Required work ::
Please identify each line in the records below that contains the word "bare" and copy those lines.
* BEGIN Information provided *
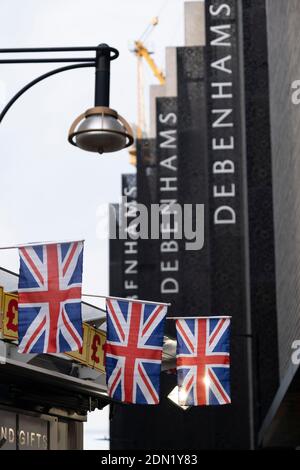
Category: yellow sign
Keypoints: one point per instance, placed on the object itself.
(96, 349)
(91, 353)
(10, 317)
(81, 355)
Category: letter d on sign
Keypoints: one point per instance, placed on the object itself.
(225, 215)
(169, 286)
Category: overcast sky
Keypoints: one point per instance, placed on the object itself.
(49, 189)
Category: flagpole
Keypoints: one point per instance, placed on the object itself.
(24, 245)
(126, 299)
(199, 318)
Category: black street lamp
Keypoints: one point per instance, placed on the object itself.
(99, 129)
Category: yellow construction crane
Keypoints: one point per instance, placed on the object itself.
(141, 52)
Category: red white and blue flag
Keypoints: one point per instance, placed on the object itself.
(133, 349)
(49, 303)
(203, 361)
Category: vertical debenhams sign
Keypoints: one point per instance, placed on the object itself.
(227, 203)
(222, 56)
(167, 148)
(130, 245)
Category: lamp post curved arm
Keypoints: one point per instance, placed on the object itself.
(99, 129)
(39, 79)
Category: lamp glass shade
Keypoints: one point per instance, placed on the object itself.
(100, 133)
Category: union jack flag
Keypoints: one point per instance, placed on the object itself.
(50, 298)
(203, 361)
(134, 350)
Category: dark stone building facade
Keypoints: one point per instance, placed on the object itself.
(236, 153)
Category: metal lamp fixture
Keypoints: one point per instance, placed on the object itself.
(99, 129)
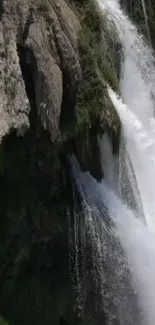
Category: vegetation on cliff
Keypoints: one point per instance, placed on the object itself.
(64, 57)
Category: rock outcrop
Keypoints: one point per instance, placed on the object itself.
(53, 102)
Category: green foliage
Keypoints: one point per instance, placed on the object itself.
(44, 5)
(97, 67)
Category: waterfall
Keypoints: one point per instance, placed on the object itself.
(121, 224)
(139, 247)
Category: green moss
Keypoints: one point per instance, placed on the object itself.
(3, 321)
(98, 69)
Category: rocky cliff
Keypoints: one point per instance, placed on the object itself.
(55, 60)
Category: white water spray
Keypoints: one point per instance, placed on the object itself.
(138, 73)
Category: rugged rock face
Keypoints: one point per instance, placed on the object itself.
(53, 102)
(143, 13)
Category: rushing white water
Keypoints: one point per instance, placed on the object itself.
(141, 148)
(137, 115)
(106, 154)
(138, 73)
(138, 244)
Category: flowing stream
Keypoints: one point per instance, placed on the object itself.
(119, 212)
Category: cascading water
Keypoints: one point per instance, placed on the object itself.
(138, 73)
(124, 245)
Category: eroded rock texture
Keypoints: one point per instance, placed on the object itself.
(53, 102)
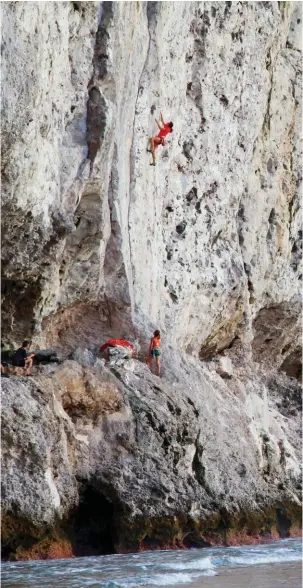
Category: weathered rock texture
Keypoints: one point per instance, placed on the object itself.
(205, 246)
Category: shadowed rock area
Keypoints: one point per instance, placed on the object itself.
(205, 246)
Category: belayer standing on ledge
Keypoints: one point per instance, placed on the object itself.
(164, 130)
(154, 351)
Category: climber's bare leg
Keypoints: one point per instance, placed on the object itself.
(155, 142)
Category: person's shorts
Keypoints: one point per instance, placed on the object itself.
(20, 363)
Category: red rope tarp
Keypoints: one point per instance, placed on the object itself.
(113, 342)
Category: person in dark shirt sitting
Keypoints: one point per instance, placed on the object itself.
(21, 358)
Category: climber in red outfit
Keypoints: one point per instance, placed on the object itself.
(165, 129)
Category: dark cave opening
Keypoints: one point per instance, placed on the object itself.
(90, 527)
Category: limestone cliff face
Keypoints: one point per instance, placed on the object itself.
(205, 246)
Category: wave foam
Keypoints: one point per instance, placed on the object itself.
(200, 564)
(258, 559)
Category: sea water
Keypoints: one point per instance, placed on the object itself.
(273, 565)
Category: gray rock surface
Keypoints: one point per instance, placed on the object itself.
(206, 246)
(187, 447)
* END Information provided *
* BEGIN Information provided *
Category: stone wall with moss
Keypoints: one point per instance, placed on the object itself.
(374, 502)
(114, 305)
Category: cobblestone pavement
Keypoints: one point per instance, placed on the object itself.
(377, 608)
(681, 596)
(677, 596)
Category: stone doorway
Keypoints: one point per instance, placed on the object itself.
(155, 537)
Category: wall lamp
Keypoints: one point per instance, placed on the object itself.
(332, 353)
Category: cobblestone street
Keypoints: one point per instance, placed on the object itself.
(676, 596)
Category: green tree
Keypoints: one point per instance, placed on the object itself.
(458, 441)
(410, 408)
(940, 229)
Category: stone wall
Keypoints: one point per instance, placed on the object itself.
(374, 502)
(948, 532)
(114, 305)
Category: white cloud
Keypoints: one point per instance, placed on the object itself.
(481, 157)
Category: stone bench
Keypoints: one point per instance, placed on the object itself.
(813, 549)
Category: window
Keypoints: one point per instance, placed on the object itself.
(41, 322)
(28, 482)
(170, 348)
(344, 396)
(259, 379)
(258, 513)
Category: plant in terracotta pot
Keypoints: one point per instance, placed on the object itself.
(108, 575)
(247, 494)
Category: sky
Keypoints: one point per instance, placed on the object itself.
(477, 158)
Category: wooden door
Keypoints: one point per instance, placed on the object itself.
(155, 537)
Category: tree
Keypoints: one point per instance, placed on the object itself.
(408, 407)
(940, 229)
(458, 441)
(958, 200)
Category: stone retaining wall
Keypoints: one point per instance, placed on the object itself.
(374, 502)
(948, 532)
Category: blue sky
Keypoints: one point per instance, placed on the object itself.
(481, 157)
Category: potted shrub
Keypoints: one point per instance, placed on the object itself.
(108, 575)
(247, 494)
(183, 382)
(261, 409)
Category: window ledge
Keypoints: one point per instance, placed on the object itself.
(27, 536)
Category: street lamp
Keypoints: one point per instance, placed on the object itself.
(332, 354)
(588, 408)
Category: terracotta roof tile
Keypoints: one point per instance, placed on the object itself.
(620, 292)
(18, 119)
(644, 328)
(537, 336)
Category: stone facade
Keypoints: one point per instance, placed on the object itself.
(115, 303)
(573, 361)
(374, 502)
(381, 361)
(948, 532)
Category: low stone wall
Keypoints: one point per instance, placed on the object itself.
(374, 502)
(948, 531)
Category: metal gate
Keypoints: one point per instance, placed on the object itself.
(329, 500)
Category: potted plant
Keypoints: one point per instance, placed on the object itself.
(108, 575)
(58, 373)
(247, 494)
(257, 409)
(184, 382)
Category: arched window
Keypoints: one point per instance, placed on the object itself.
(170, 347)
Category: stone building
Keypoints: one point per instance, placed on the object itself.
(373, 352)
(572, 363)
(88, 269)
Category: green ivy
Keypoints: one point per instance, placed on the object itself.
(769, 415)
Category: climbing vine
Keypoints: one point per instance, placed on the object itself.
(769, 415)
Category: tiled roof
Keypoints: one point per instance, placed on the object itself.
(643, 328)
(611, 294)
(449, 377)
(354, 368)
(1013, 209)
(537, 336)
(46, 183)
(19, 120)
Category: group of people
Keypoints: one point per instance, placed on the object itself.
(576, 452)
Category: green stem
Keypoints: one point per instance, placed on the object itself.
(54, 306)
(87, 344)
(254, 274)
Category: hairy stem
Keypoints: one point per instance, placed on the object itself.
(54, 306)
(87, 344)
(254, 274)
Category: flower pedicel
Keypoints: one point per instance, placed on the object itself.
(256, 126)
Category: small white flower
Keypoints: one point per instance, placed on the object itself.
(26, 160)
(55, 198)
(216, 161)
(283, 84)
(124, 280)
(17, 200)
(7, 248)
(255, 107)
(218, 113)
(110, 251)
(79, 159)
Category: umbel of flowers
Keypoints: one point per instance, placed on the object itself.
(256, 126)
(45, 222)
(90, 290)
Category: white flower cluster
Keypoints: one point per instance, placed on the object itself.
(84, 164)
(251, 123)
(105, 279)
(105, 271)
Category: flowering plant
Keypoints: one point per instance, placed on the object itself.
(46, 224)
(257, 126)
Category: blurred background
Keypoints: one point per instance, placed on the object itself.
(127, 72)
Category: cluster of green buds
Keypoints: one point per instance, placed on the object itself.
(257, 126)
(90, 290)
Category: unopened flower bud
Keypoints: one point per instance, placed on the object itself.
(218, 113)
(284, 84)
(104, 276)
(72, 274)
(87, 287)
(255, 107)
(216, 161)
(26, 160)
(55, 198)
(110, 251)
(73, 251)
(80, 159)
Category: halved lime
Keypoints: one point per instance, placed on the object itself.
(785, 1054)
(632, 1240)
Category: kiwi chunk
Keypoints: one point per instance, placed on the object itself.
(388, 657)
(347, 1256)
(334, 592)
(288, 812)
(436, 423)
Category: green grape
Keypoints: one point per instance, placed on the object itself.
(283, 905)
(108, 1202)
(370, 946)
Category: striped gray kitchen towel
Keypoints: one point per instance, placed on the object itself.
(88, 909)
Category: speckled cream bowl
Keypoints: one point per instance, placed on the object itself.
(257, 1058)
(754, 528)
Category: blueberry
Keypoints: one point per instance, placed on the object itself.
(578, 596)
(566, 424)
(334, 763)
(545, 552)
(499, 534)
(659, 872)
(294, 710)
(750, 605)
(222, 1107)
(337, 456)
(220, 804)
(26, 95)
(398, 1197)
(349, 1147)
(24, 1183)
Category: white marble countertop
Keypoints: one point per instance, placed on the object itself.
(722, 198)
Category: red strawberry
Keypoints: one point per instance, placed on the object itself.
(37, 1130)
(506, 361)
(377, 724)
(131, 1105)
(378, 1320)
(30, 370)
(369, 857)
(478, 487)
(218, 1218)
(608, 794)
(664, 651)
* END Information provided *
* BEGIN Information provided *
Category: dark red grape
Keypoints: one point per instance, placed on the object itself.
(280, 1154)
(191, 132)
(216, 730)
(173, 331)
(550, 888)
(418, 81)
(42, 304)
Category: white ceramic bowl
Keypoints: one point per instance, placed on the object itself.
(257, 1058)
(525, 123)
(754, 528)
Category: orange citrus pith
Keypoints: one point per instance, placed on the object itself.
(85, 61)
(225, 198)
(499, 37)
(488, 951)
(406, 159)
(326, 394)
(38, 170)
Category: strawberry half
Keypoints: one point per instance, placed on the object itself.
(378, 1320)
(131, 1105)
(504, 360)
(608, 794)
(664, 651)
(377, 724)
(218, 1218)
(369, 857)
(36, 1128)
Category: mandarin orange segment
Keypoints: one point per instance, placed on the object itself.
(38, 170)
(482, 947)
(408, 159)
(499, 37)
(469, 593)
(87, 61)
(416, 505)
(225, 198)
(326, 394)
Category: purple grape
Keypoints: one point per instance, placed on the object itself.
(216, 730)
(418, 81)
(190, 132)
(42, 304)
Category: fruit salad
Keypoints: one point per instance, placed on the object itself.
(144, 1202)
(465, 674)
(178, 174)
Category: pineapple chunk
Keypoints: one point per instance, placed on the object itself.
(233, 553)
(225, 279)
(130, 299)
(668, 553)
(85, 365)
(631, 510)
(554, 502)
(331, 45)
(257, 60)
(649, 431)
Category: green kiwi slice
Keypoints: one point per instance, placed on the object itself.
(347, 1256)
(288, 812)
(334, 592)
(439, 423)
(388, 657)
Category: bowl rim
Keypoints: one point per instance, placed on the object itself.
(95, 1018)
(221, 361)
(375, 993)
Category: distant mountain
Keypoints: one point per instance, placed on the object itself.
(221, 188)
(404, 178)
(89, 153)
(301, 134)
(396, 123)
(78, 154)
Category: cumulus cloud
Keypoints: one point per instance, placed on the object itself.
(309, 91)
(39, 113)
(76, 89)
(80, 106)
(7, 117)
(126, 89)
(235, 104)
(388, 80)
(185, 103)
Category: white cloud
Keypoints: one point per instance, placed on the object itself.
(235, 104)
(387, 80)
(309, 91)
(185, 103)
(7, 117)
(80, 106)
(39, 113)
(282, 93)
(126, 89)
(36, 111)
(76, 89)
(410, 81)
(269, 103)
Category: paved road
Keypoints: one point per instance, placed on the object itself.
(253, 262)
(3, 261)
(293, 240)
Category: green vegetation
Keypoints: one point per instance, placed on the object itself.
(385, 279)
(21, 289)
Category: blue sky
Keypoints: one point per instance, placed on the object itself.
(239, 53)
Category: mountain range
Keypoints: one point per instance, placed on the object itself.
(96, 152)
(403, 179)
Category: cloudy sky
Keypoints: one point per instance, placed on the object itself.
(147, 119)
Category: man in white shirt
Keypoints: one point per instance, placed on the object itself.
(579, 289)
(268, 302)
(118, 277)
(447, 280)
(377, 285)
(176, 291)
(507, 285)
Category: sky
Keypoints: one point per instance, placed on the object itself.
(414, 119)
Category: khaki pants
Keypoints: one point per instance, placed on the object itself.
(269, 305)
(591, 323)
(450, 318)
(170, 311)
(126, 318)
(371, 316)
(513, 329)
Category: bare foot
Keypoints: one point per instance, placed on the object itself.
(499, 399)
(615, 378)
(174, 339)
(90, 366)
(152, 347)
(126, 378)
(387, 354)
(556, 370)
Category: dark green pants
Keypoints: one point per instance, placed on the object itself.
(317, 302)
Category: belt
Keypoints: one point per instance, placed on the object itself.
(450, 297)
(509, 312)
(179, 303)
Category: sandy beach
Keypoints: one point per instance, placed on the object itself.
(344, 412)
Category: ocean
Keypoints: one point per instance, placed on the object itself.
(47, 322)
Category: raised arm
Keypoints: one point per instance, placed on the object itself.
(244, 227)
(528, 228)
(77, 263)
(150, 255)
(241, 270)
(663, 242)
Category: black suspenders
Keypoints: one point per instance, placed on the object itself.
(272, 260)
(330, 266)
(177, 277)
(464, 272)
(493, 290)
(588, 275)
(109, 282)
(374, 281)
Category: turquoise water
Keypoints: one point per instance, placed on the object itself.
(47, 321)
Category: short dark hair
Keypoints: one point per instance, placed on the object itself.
* END Information provided *
Exercise answer ::
Category: climber's bare leg
Category: bare foot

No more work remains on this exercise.